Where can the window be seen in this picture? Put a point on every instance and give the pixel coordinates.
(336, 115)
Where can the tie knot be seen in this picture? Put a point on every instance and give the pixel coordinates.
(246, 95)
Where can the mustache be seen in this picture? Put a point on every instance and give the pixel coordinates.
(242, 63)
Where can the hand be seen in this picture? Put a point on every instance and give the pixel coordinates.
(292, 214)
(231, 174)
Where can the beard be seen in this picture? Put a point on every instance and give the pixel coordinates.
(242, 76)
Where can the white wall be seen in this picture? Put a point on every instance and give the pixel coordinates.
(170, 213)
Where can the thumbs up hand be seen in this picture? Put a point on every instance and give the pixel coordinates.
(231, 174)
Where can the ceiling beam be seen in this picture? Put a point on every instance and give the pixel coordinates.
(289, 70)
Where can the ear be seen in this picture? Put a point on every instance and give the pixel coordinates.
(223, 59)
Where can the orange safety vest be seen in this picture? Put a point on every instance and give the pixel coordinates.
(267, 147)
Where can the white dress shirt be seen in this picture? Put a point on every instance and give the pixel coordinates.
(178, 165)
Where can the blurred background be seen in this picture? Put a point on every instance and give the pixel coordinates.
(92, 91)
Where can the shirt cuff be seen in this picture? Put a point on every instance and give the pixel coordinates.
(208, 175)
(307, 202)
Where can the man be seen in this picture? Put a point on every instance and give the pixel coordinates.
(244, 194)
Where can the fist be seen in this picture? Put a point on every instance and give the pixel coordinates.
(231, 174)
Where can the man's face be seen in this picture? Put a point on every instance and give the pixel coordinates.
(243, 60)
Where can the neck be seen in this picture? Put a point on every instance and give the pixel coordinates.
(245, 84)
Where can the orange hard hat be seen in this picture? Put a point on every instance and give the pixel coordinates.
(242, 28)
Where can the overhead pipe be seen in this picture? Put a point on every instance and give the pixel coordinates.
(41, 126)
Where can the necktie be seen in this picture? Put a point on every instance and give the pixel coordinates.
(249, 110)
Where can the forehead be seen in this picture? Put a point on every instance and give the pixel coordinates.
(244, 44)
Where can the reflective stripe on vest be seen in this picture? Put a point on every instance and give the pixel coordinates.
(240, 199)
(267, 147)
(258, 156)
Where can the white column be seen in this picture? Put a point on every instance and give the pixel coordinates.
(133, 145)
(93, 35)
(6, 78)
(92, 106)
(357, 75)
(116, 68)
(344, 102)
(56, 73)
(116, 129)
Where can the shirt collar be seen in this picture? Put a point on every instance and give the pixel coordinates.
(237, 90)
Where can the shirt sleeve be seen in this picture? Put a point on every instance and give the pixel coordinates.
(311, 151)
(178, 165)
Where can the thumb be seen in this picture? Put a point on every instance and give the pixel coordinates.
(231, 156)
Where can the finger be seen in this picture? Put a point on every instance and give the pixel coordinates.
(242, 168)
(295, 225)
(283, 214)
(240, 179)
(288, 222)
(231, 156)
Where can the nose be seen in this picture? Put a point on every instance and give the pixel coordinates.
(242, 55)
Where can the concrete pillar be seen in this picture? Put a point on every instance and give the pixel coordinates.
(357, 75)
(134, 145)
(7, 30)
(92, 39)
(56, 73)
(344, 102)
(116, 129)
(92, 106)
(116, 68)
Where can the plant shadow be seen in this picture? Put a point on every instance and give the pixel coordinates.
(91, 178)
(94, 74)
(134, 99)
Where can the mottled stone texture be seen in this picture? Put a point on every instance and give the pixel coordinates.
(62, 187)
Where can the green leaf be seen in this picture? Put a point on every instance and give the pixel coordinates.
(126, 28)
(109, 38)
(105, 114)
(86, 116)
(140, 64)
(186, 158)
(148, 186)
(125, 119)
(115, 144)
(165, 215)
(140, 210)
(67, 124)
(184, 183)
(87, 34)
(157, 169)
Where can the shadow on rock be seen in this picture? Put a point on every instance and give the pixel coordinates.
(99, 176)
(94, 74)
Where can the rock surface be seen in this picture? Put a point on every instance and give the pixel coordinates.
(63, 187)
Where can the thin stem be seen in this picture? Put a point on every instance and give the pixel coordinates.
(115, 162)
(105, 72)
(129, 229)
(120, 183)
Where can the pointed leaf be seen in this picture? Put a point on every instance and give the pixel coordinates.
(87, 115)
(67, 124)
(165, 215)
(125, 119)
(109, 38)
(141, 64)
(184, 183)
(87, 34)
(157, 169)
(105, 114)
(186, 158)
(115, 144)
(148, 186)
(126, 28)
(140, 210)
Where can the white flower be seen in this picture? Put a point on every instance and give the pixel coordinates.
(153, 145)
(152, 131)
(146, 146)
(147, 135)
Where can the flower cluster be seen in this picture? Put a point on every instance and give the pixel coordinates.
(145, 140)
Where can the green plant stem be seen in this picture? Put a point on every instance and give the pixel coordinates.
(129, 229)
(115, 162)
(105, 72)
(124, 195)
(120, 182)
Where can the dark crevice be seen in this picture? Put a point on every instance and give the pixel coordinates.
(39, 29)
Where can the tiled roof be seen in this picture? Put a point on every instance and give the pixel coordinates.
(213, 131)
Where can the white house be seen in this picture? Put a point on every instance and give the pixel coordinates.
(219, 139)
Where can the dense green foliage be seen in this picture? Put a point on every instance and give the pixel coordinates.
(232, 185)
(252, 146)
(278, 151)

§ EXERCISE DESCRIPTION
Write the entries out again verbatim, every one of them.

§ ANSWER SPACE
Where can the window be seen in this picture? Put a point on every instance and give the pixel coordinates.
(336, 115)
Where can the tie knot be seen in this picture? Put a point on every instance and give the pixel coordinates.
(246, 95)
Where can the mustache be seen in this picture? Put a point on every instance and give the pixel coordinates.
(242, 63)
Where can the hand be seen in this picture? Put a point on every instance and give the pixel coordinates.
(292, 214)
(231, 174)
Where can the beard be seen in this picture? Put a point on every instance and give the pixel coordinates.
(242, 76)
Where can the white wall be seen in this picture? Put a point on every instance and give the pixel coordinates.
(170, 213)
Where can the thumbs up hand be seen in this picture? Put a point on every instance and give the pixel coordinates.
(231, 174)
Where can the ceiling beam be seen in this picture? Put a point on every instance and give the pixel coordinates.
(289, 70)
Where can the ear be seen in this picture? Put a point on every instance and give the pixel coordinates.
(223, 59)
Where can the orange safety vest be seen in this picture? Put a point on every instance and give the pixel coordinates.
(267, 147)
Where can the white dress shirt be seen in this picture? Put a point on every instance and give the pixel coordinates.
(178, 165)
Where can the blurred background be seen in this picture? Put a point on every instance and give the pixel coordinates.
(92, 91)
Where can the shirt cuff be seen in this picture? Put a point on every instance and give the pixel coordinates.
(208, 175)
(307, 202)
Where can the man be seen in this picture? Put a point on every instance and give the pixel coordinates.
(244, 194)
Where can the fist be seen in this picture? Put a point on every instance and give the pixel coordinates.
(231, 174)
Where can the man's face be seen in this picture? Put a point on every instance and give the pixel coordinates.
(243, 60)
Where can the neck be seen in this picture? Put a point on every instance and give the pixel coordinates.
(245, 84)
Where can the orange hard hat be seen in this picture? Put a point on every instance and give the pixel coordinates.
(242, 28)
Where can the overhead pipe be seen in this picture? Put a point on every instance and give the pixel coordinates.
(41, 126)
Where can the necktie be seen in this picture? Put a point on every instance and give the pixel coordinates.
(249, 110)
Where can the forehead be seen in this picture? Put a point on every instance and give the pixel coordinates.
(244, 44)
Where can the reflective stripe on vest be seen in this picture? Put a point on every instance and give the pixel coordinates.
(240, 199)
(267, 147)
(258, 156)
Where can the white column be seen in this picture? Put a point on every instance and give the pixel coordinates.
(133, 145)
(93, 35)
(6, 78)
(92, 106)
(357, 75)
(116, 68)
(344, 102)
(56, 73)
(116, 129)
Where can the shirt collar be seen in this picture? Put a point on every instance and give the pixel coordinates.
(237, 90)
Where can the shirt sleeve be seen in this picture? Put a point on every instance and give the pixel coordinates.
(311, 151)
(178, 165)
Where can the thumb be seen in this picture? Put a point on every instance and give the pixel coordinates.
(231, 156)
Where can the finger be seen in this picture? Put a point on every instance and give the pixel coordinates.
(242, 168)
(295, 225)
(283, 214)
(240, 179)
(288, 222)
(231, 156)
Where can the nose be seen in this picture? Put a point on every instance and give the pixel coordinates.
(242, 55)
Where can the concrete pillar be seen in this picture? Put a point on every instance and give the pixel coordinates.
(357, 75)
(134, 145)
(7, 30)
(92, 39)
(56, 73)
(344, 102)
(116, 129)
(92, 106)
(116, 68)
Where can the plant shadow be seen in this picture? Put a point on every instance and give the pixel coordinates.
(91, 178)
(94, 74)
(134, 99)
Where can the mottled stone texture be seen in this picture? Put a point on every instance and give the pixel coordinates.
(62, 187)
Where can the green leaf be seen in this picture? Put a point on every instance and give the pixel coordinates.
(126, 28)
(109, 38)
(105, 114)
(86, 116)
(140, 64)
(186, 158)
(148, 186)
(125, 119)
(115, 144)
(165, 215)
(140, 210)
(67, 124)
(184, 183)
(87, 34)
(157, 169)
Where can the shadow on rock be seen in this picture? Put a point on every instance and give the pixel coordinates.
(99, 176)
(94, 74)
Where can the rock surface be seen in this picture? Put a point on every instance and give the pixel coordinates.
(63, 187)
Where can the thin stem be seen in this picture? Put a point on every instance and give the pixel coordinates.
(115, 162)
(105, 72)
(129, 229)
(120, 183)
Where can the pointed leaf be seen in this picture? Put a point on every instance and give the pixel coordinates.
(87, 115)
(67, 124)
(165, 215)
(125, 119)
(109, 38)
(141, 64)
(184, 183)
(87, 34)
(157, 169)
(105, 114)
(186, 158)
(115, 144)
(148, 186)
(126, 28)
(140, 210)
Where can the white flower be seen in this picture? Put a point on every instance and give the pixel coordinates.
(153, 145)
(152, 131)
(146, 146)
(147, 135)
Where can the flower cluster be seen in this picture? Put a point on every instance and give the pixel coordinates.
(145, 140)
Where can the green plant stem be seen in this picture? Put a point on every instance and give the pixel coordinates.
(129, 229)
(115, 162)
(105, 72)
(124, 195)
(120, 182)
Where can the dark crevice be seen in this picture? Put a point on every instance and give the pixel coordinates.
(39, 29)
Where can the tiled roof be seen in this picture? Put a point on every instance and give the pixel coordinates.
(213, 131)
Where can the white house be seen in this picture? Put a point on every instance and give the pixel coordinates.
(219, 139)
Where can the dense green foliage be seen in this picture? Put a point on every instance and give the pixel coordinates.
(232, 185)
(252, 146)
(278, 151)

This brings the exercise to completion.